Stored data entries:
- - - - - - -

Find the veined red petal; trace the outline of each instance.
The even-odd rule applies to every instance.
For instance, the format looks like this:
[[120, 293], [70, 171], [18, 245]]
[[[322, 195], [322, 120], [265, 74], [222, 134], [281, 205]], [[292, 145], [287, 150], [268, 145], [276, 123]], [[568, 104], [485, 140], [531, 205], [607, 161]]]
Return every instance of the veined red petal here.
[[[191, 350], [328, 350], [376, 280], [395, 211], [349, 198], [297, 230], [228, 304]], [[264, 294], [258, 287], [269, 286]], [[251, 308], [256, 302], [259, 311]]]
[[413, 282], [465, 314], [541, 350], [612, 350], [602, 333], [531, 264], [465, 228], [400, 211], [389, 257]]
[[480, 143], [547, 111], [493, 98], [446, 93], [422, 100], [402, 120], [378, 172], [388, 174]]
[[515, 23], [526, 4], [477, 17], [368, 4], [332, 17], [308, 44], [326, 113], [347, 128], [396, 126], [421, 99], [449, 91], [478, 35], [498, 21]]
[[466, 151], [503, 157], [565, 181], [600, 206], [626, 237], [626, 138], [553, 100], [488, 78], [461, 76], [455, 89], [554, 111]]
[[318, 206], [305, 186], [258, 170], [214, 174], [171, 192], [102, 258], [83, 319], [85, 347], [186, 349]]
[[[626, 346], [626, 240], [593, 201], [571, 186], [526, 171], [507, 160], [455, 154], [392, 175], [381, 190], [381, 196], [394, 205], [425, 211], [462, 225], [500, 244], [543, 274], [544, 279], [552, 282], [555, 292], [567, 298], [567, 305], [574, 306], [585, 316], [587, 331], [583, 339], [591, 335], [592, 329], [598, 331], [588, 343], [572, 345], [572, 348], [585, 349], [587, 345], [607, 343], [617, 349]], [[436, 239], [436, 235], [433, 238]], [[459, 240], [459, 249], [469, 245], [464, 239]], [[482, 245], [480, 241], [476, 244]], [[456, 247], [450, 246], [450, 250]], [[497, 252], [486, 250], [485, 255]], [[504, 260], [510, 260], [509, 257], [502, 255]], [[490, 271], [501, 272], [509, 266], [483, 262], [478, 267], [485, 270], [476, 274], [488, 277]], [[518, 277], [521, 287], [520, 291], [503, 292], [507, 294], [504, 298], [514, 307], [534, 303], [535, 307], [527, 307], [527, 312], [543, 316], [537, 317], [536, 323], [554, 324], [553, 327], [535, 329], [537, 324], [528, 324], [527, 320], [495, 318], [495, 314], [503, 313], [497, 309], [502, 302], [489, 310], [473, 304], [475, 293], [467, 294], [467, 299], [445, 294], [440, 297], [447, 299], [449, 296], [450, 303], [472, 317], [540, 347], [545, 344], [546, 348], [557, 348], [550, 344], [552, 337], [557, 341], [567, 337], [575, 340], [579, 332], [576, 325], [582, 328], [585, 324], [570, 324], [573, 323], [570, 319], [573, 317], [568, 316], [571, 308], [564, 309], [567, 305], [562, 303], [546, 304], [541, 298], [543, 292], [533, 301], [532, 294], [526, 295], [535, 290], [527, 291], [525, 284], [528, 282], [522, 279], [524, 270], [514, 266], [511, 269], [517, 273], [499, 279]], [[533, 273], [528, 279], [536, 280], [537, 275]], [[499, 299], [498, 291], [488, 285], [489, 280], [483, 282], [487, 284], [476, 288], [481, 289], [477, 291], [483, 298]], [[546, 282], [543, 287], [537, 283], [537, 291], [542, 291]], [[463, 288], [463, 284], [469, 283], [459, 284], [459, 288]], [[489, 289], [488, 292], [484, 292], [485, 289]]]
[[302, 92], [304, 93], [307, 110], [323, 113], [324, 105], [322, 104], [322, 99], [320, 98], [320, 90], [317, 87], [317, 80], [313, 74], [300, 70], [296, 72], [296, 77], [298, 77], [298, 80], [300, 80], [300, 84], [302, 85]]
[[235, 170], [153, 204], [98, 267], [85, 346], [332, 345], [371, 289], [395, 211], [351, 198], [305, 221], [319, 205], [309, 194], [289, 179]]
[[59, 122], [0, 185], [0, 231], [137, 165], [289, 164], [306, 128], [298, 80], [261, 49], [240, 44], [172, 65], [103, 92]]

- - - - - - -

With the first line of the records as the start and the line holding "205], [607, 161]]]" as the end, please copy exactly those lines and no others.

*Result below*
Find the veined red petal; trace the outline of each instance.
The even-odd rule applies to every instance.
For instance, the format looks like this:
[[120, 293], [70, 171], [18, 245]]
[[[322, 195], [322, 120], [265, 74], [222, 134], [281, 205]], [[292, 145], [287, 150], [268, 145], [276, 123]], [[568, 104], [485, 140], [531, 205], [607, 161]]]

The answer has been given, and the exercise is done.